> Objective: Nothing but the lines from the one that contains "Where does the ladder" through the end of the listing should appear, set down exactly.

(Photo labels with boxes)
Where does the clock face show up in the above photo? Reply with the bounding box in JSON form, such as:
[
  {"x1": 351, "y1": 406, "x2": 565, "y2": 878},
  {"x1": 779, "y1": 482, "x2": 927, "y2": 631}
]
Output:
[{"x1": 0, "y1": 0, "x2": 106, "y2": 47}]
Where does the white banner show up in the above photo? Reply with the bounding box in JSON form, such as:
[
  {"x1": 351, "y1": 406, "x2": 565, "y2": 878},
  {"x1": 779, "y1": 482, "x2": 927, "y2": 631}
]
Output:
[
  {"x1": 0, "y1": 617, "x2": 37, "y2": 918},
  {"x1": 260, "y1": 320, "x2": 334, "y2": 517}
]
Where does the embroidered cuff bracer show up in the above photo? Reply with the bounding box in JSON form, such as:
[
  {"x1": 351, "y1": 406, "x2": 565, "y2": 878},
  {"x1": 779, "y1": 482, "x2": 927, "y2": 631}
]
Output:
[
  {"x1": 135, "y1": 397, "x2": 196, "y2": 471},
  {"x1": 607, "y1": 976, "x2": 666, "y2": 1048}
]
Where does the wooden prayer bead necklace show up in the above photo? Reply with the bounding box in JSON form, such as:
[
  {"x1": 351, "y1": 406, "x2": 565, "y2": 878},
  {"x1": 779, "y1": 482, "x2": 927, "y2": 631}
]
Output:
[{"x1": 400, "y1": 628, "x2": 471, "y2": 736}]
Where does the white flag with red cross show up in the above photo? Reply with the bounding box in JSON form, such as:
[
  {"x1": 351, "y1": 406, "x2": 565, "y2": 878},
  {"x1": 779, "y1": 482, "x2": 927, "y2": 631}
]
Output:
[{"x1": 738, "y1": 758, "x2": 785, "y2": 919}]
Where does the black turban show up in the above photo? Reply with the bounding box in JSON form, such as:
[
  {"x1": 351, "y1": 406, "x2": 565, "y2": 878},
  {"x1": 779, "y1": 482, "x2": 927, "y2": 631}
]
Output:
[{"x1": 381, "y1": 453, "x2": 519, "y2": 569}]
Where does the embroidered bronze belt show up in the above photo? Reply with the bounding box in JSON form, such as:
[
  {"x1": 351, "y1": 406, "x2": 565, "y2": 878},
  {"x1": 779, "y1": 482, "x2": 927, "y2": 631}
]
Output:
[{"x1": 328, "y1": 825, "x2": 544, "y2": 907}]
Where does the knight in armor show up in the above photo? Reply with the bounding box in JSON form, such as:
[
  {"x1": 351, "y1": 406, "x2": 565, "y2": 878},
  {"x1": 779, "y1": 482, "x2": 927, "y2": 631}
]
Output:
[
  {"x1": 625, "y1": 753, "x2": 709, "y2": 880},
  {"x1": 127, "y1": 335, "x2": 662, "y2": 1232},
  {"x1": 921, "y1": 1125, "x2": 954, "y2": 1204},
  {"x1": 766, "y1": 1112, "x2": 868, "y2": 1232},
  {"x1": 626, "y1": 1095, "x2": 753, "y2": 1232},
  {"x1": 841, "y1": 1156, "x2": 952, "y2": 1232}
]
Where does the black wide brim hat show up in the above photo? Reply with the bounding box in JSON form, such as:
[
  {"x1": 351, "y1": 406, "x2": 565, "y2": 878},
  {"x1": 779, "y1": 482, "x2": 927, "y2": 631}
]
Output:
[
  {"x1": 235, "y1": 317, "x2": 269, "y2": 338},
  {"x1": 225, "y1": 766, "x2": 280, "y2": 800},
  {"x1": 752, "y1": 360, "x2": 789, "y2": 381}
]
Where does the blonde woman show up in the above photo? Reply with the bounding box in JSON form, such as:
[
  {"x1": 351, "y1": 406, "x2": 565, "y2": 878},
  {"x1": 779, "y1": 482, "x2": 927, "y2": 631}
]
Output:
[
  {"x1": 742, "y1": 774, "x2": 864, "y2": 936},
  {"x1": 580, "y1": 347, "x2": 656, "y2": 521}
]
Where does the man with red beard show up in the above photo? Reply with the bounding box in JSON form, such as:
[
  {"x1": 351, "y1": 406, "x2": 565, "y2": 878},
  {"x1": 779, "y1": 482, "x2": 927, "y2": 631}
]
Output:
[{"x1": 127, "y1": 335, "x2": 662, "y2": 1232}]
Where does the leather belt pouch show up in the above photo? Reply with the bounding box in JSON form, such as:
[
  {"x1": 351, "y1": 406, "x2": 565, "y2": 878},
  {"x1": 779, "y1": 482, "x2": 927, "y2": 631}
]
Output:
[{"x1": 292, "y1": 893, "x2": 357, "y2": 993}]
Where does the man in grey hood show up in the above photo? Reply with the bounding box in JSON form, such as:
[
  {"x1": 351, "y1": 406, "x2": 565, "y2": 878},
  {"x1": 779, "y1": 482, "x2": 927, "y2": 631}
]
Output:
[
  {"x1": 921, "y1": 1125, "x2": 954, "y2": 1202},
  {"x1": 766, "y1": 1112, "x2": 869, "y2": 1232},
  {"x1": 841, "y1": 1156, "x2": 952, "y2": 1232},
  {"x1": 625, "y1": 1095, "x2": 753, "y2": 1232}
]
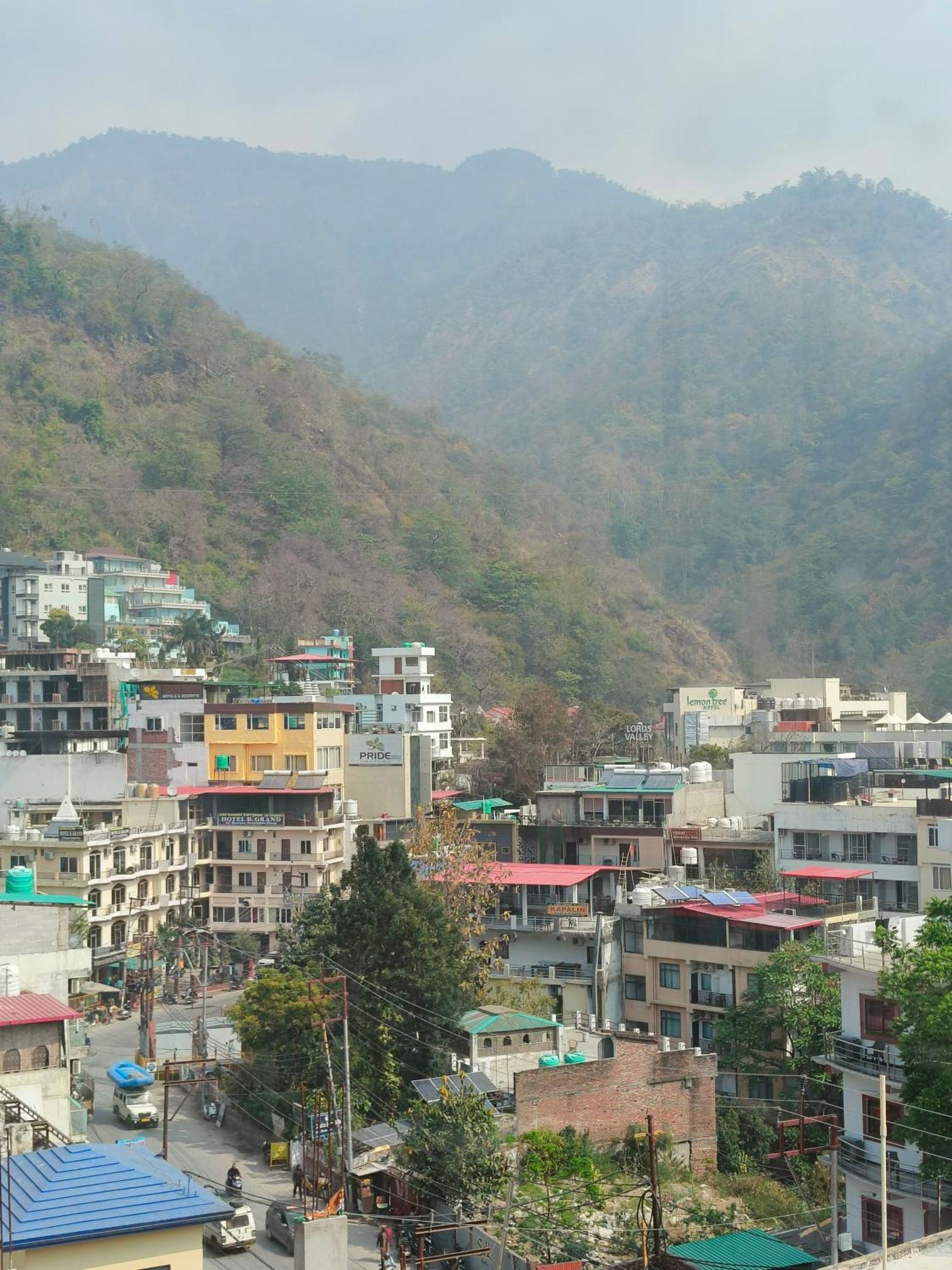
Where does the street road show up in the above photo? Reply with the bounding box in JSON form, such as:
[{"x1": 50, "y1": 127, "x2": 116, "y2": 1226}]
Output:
[{"x1": 83, "y1": 992, "x2": 380, "y2": 1270}]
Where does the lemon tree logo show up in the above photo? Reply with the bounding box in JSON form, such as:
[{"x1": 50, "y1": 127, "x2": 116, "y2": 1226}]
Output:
[{"x1": 687, "y1": 688, "x2": 727, "y2": 710}]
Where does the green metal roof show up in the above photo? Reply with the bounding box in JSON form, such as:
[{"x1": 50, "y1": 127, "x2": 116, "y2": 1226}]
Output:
[
  {"x1": 668, "y1": 1229, "x2": 817, "y2": 1270},
  {"x1": 453, "y1": 798, "x2": 513, "y2": 812},
  {"x1": 459, "y1": 1006, "x2": 561, "y2": 1036}
]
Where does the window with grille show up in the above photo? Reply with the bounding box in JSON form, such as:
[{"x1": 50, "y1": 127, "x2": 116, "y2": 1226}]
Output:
[
  {"x1": 661, "y1": 1010, "x2": 680, "y2": 1038},
  {"x1": 658, "y1": 961, "x2": 680, "y2": 988}
]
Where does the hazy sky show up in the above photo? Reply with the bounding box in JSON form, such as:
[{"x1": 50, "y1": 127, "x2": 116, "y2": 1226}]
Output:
[{"x1": 7, "y1": 0, "x2": 952, "y2": 207}]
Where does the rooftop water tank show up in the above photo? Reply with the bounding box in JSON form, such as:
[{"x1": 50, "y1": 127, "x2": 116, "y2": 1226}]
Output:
[{"x1": 4, "y1": 865, "x2": 33, "y2": 895}]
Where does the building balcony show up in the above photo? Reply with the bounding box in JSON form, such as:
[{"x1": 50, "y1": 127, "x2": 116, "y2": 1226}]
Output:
[
  {"x1": 821, "y1": 1036, "x2": 904, "y2": 1083},
  {"x1": 839, "y1": 1138, "x2": 938, "y2": 1204},
  {"x1": 490, "y1": 961, "x2": 593, "y2": 983},
  {"x1": 691, "y1": 988, "x2": 734, "y2": 1010},
  {"x1": 486, "y1": 916, "x2": 597, "y2": 935}
]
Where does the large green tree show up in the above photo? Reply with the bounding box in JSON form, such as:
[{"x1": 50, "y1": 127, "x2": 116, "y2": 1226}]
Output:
[
  {"x1": 880, "y1": 899, "x2": 952, "y2": 1181},
  {"x1": 399, "y1": 1090, "x2": 505, "y2": 1213},
  {"x1": 716, "y1": 939, "x2": 840, "y2": 1076},
  {"x1": 513, "y1": 1129, "x2": 603, "y2": 1262},
  {"x1": 281, "y1": 833, "x2": 479, "y2": 1116}
]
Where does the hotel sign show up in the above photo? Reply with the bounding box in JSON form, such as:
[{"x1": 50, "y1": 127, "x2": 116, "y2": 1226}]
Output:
[
  {"x1": 215, "y1": 812, "x2": 284, "y2": 829},
  {"x1": 347, "y1": 733, "x2": 404, "y2": 767},
  {"x1": 684, "y1": 688, "x2": 730, "y2": 710}
]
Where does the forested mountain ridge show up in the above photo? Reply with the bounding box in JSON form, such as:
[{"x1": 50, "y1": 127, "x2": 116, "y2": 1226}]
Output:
[
  {"x1": 0, "y1": 132, "x2": 952, "y2": 710},
  {"x1": 0, "y1": 211, "x2": 726, "y2": 710}
]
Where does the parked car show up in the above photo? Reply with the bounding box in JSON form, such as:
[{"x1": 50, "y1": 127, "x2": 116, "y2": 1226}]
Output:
[
  {"x1": 202, "y1": 1199, "x2": 258, "y2": 1252},
  {"x1": 264, "y1": 1199, "x2": 305, "y2": 1252}
]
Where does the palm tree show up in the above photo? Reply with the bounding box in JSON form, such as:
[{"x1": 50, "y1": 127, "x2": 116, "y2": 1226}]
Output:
[{"x1": 165, "y1": 612, "x2": 223, "y2": 665}]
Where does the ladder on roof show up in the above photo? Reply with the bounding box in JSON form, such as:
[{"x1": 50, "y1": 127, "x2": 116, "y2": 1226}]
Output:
[{"x1": 0, "y1": 1085, "x2": 71, "y2": 1151}]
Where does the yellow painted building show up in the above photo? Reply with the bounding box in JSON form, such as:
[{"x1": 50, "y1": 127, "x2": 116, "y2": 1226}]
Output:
[
  {"x1": 8, "y1": 1142, "x2": 232, "y2": 1270},
  {"x1": 204, "y1": 697, "x2": 350, "y2": 790}
]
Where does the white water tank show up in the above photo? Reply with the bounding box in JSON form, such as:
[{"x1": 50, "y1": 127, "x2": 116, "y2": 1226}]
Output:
[
  {"x1": 628, "y1": 886, "x2": 655, "y2": 908},
  {"x1": 0, "y1": 961, "x2": 20, "y2": 997}
]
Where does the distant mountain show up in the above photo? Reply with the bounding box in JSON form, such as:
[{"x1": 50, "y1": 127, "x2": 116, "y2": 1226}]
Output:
[
  {"x1": 0, "y1": 203, "x2": 727, "y2": 710},
  {"x1": 0, "y1": 132, "x2": 952, "y2": 707}
]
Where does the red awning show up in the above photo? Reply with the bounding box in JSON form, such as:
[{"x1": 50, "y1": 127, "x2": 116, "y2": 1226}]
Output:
[
  {"x1": 452, "y1": 860, "x2": 605, "y2": 886},
  {"x1": 737, "y1": 913, "x2": 823, "y2": 931},
  {"x1": 781, "y1": 865, "x2": 875, "y2": 881},
  {"x1": 174, "y1": 785, "x2": 334, "y2": 798}
]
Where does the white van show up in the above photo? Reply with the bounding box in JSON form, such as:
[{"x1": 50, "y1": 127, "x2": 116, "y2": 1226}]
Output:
[
  {"x1": 202, "y1": 1191, "x2": 258, "y2": 1252},
  {"x1": 113, "y1": 1088, "x2": 159, "y2": 1125}
]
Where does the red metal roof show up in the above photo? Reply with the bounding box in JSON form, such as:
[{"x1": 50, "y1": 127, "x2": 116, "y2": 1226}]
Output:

> Written solution:
Where does the ladder on roof show up in the above photo? Reply with the bounding box in JSON form, such as:
[{"x1": 50, "y1": 127, "x2": 116, "y2": 1226}]
Output:
[{"x1": 0, "y1": 1085, "x2": 71, "y2": 1151}]
Where does the yellow painted building show up in the above photo? Reply with the bounding box in JSON form, such as:
[{"x1": 50, "y1": 127, "x2": 116, "y2": 1226}]
Output:
[
  {"x1": 8, "y1": 1142, "x2": 232, "y2": 1270},
  {"x1": 204, "y1": 697, "x2": 350, "y2": 790}
]
Where does the white water tank show up in the above photo? Reply with the bounding box in JSON form, such as:
[{"x1": 50, "y1": 127, "x2": 116, "y2": 1226}]
Output:
[
  {"x1": 628, "y1": 886, "x2": 655, "y2": 908},
  {"x1": 0, "y1": 961, "x2": 20, "y2": 997}
]
Where does the distant mountain show up in the above photo? Reply with the bounding box in JSON form, such as:
[{"x1": 50, "y1": 127, "x2": 116, "y2": 1226}]
Output:
[
  {"x1": 0, "y1": 203, "x2": 727, "y2": 710},
  {"x1": 0, "y1": 132, "x2": 952, "y2": 707}
]
Where does the red awning show up in the above photo? Reply with the bounding box in JSON form, such as:
[{"x1": 50, "y1": 127, "x2": 116, "y2": 1226}]
Output:
[
  {"x1": 452, "y1": 860, "x2": 605, "y2": 886},
  {"x1": 737, "y1": 913, "x2": 823, "y2": 931},
  {"x1": 781, "y1": 865, "x2": 875, "y2": 881},
  {"x1": 174, "y1": 785, "x2": 334, "y2": 798}
]
Where does the white van show up in the above photo? Reply with the bounding box in JSON form, such as:
[{"x1": 50, "y1": 127, "x2": 116, "y2": 1226}]
Output:
[
  {"x1": 202, "y1": 1191, "x2": 258, "y2": 1252},
  {"x1": 113, "y1": 1088, "x2": 159, "y2": 1125}
]
Where does the red metal roof show up in the above photo? Reply with the bounding box in JSON form, such as:
[{"x1": 50, "y1": 127, "x2": 116, "y2": 1226}]
Output:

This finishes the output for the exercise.